* What you have to do:
Which lines of the entries contain the string "lettuce"? Copy each of them.

Stored dataset items
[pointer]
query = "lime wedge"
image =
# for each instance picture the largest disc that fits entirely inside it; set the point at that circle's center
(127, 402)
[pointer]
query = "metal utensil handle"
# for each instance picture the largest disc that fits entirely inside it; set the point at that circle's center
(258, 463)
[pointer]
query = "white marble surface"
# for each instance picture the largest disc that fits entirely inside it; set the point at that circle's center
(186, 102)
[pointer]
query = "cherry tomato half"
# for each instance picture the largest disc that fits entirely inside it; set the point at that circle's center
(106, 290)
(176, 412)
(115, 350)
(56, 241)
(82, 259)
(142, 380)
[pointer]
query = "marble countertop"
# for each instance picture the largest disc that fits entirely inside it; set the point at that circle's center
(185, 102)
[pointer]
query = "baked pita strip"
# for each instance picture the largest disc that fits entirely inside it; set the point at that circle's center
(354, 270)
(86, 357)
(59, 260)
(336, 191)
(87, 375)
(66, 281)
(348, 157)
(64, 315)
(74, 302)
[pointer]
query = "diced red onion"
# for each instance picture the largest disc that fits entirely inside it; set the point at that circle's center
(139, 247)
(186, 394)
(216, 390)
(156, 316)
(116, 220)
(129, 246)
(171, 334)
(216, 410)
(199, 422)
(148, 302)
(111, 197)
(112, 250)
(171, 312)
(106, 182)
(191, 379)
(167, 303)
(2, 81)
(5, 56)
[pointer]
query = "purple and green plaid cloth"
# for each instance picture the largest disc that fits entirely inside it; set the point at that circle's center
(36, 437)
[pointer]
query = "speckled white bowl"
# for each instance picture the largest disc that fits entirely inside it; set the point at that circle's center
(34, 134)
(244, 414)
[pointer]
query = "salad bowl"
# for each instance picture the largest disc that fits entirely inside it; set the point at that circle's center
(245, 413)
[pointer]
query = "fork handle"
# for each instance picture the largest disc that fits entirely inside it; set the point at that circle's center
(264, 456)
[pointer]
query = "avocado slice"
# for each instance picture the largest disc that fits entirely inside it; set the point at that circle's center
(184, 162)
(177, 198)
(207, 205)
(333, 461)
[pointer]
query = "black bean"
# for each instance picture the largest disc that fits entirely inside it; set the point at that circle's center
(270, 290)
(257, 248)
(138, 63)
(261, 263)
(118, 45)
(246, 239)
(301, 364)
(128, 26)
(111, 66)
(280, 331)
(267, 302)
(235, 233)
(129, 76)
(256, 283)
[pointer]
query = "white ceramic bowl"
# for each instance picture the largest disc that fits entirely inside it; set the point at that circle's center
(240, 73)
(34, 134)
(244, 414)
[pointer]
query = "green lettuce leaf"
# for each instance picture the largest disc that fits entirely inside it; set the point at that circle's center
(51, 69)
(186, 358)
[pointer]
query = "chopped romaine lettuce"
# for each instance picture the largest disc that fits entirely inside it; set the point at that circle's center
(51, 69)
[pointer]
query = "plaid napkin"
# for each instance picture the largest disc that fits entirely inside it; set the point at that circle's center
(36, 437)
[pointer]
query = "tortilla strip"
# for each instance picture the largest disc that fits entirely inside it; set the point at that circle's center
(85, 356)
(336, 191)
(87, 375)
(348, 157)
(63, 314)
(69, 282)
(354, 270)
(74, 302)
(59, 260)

* Task response:
query = "green lettuce leaf"
query = "chopped romaine lettuce"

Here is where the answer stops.